Start of Block

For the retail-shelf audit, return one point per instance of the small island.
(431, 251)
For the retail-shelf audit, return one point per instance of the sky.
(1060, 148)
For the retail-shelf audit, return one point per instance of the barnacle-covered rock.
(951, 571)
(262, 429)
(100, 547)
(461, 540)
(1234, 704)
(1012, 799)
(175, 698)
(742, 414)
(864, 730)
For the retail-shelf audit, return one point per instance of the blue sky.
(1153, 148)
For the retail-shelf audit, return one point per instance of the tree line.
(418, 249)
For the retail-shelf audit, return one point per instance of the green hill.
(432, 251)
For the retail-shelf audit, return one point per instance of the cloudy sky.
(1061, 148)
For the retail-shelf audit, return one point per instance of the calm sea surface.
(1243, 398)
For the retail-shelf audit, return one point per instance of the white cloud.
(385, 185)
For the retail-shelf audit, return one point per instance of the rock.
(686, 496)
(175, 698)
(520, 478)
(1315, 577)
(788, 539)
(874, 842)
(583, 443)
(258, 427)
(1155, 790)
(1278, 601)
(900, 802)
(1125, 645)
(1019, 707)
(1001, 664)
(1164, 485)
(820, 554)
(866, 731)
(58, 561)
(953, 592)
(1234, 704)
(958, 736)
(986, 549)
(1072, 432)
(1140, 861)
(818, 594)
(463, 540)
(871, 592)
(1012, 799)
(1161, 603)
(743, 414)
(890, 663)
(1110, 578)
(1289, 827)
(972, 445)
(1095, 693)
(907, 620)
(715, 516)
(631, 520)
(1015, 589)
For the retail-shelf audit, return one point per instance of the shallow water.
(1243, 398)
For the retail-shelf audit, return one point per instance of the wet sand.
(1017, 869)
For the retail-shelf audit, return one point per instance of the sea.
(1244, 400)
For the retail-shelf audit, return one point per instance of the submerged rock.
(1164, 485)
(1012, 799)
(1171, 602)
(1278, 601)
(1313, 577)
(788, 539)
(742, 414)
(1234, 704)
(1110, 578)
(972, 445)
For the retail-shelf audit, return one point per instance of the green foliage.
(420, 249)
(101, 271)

End of Block

**Problem to solve**
Output the complete data verbatim.

**Response to the exercise**
For the retail-shelf audit, return one point per instance of the small island.
(431, 251)
For the retail-shelf audit, return one point per instance of the sky.
(1060, 148)
For the retail-shelf audit, return one point per instance of the barnacle-covered rock.
(951, 571)
(262, 429)
(100, 547)
(461, 540)
(1234, 704)
(1012, 799)
(175, 698)
(742, 414)
(864, 730)
For the retail-shelf audit, return one point per instance of the blue sky.
(1153, 148)
For the retail-shelf audit, return one point per instance of the tree line.
(418, 249)
For the retail-shelf audit, return one point per instance of the green hill.
(432, 251)
For the retail-shelf audit, return one point per instance of the cloudy sky.
(1061, 148)
For the retail-shelf audit, return one point per instance of the calm sea surface.
(1243, 398)
For the retail-shelf audit, return one point per instance of the white cloud.
(385, 185)
For the retail-shelf audit, return one point per instance of the rock.
(686, 496)
(175, 698)
(520, 478)
(1315, 577)
(788, 539)
(874, 842)
(583, 443)
(258, 427)
(1155, 790)
(1278, 601)
(900, 802)
(1125, 645)
(1019, 707)
(1001, 664)
(1164, 485)
(820, 554)
(866, 731)
(58, 561)
(953, 592)
(1234, 704)
(958, 736)
(986, 549)
(1072, 432)
(1140, 861)
(818, 594)
(463, 540)
(871, 592)
(1012, 799)
(1161, 603)
(743, 414)
(890, 663)
(1110, 578)
(1289, 827)
(972, 445)
(1095, 693)
(907, 620)
(715, 516)
(631, 520)
(1015, 589)
For the retail-shelf audit, return one point per instance of the shallow water.
(1243, 398)
For the retail-shelf audit, return one point per instance of the wet sand.
(1017, 869)
For the retail-shelf audit, return one point per instance of the sea.
(1244, 400)
For the retail-shelf audit, return one point per instance of the submerged rock.
(1164, 485)
(1012, 799)
(1171, 602)
(1278, 601)
(1313, 577)
(788, 539)
(742, 414)
(1234, 704)
(1110, 578)
(972, 445)
For the retail-shelf audit, return one point per instance of the green foliage.
(420, 249)
(101, 271)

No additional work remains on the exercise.